TASK PROMPT
Please copy the listing below word for word, every line of it.

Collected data
---+---
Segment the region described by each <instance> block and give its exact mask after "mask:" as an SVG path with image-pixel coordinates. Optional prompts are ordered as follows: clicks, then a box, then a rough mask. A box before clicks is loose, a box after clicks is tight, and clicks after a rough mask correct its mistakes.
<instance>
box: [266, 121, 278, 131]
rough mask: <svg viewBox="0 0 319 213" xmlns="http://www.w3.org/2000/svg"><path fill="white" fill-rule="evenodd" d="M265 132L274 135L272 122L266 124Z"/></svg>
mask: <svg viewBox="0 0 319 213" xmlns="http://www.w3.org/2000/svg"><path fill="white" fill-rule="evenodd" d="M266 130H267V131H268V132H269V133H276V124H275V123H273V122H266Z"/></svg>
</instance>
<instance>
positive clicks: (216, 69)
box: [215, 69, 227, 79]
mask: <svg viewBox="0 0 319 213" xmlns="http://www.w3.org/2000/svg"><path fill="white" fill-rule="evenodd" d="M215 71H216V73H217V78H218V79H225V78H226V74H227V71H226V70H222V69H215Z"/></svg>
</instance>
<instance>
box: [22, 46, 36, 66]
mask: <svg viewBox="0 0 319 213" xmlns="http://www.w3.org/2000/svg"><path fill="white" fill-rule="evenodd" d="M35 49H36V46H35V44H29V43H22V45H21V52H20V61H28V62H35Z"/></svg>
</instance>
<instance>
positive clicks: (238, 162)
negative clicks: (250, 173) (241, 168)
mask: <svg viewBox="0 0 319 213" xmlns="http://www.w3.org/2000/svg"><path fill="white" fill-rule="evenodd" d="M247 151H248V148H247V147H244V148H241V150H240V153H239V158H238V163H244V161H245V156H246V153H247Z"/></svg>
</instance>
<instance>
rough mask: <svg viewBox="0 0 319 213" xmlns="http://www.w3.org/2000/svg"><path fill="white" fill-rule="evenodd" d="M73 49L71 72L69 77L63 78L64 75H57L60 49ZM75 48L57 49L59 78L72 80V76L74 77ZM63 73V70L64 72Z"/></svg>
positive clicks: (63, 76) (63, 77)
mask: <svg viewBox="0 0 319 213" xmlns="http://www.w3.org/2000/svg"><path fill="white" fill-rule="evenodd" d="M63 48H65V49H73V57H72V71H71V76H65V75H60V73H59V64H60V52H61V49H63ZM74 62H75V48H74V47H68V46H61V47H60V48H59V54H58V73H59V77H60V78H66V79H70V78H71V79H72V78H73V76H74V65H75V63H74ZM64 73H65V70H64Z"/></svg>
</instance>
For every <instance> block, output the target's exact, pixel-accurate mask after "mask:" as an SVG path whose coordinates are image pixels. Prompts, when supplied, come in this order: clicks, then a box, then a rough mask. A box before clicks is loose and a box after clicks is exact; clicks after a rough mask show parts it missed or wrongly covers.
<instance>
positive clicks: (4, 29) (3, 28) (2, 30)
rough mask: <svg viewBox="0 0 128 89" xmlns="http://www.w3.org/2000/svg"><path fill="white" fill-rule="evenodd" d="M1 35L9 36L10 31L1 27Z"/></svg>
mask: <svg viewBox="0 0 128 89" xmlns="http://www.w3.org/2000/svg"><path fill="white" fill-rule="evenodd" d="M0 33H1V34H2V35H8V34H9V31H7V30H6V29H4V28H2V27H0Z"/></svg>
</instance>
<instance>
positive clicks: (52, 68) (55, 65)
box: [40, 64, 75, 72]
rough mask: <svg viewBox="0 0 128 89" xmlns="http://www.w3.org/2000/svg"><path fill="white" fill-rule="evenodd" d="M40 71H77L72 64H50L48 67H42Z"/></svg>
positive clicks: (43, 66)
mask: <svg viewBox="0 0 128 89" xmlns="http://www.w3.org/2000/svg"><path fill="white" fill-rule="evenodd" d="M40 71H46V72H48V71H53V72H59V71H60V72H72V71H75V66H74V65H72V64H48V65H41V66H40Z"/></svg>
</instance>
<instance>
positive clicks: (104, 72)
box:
---+---
ANSWER BOX
Segment the region described by each <instance> block and give its exact mask after "mask:" as an SVG path with image-pixel coordinates. Optional prompts are ordered as follows: clicks, then a box, then a rough mask. A box before clicks is loose, a box after clicks is tight, and clicks after a rough mask correct its mistakes.
<instance>
box: [266, 121, 278, 131]
rough mask: <svg viewBox="0 0 319 213" xmlns="http://www.w3.org/2000/svg"><path fill="white" fill-rule="evenodd" d="M265 132L274 135L272 122L266 124Z"/></svg>
mask: <svg viewBox="0 0 319 213" xmlns="http://www.w3.org/2000/svg"><path fill="white" fill-rule="evenodd" d="M266 130H267V131H268V132H269V133H276V124H275V123H273V122H266Z"/></svg>
</instance>
<instance>
positive clicks: (216, 69)
box: [215, 69, 227, 79]
mask: <svg viewBox="0 0 319 213" xmlns="http://www.w3.org/2000/svg"><path fill="white" fill-rule="evenodd" d="M215 71H216V73H217V78H218V79H225V78H226V74H227V71H226V70H222V69H215Z"/></svg>
</instance>
<instance>
box: [22, 46, 36, 66]
mask: <svg viewBox="0 0 319 213" xmlns="http://www.w3.org/2000/svg"><path fill="white" fill-rule="evenodd" d="M35 49H36V46H35V44H29V43H22V45H21V52H20V61H28V62H35Z"/></svg>
</instance>
<instance>
positive clicks: (238, 162)
negative clicks: (250, 173) (241, 168)
mask: <svg viewBox="0 0 319 213" xmlns="http://www.w3.org/2000/svg"><path fill="white" fill-rule="evenodd" d="M247 151H248V148H247V147H244V148H241V150H240V153H239V158H238V163H244V161H245V156H246V153H247Z"/></svg>
</instance>
<instance>
rough mask: <svg viewBox="0 0 319 213" xmlns="http://www.w3.org/2000/svg"><path fill="white" fill-rule="evenodd" d="M73 49L71 72L69 77L63 78L64 75H57L60 49ZM75 48L57 49L59 78L72 80V76L74 77ZM63 73V70L64 72Z"/></svg>
positive clicks: (63, 76) (63, 77)
mask: <svg viewBox="0 0 319 213" xmlns="http://www.w3.org/2000/svg"><path fill="white" fill-rule="evenodd" d="M63 48H65V49H73V57H72V71H71V76H65V75H60V73H59V64H60V52H61V49H63ZM74 62H75V48H74V47H68V46H61V47H60V48H59V54H58V73H59V77H60V78H66V79H70V78H71V79H72V78H73V76H74V65H75V63H74ZM64 73H65V70H64Z"/></svg>
</instance>
For every <instance> block, output the target's exact, pixel-accurate mask after "mask:" as an SVG path whose coordinates are image pixels. Prompts, when supplied, come in this order: clicks, then a box, then a rough mask. A box before clicks is loose and a box after clicks is exact; clicks after a rough mask show parts it missed or wrongly covers.
<instance>
positive clicks: (4, 29) (3, 28) (2, 30)
rough mask: <svg viewBox="0 0 128 89" xmlns="http://www.w3.org/2000/svg"><path fill="white" fill-rule="evenodd" d="M1 35L9 36L10 31L1 27Z"/></svg>
mask: <svg viewBox="0 0 128 89" xmlns="http://www.w3.org/2000/svg"><path fill="white" fill-rule="evenodd" d="M0 33H1V34H2V35H8V34H9V31H7V30H6V29H4V28H2V27H0Z"/></svg>
</instance>
<instance>
positive clicks: (52, 68) (55, 65)
box: [40, 64, 75, 72]
rough mask: <svg viewBox="0 0 128 89" xmlns="http://www.w3.org/2000/svg"><path fill="white" fill-rule="evenodd" d="M40 71H77L72 64H50L48 67H42Z"/></svg>
positive clicks: (43, 66)
mask: <svg viewBox="0 0 128 89" xmlns="http://www.w3.org/2000/svg"><path fill="white" fill-rule="evenodd" d="M40 71H46V72H48V71H53V72H59V71H60V72H72V71H75V66H74V65H72V64H48V65H41V66H40Z"/></svg>
</instance>
<instance>
positive clicks: (104, 72)
box:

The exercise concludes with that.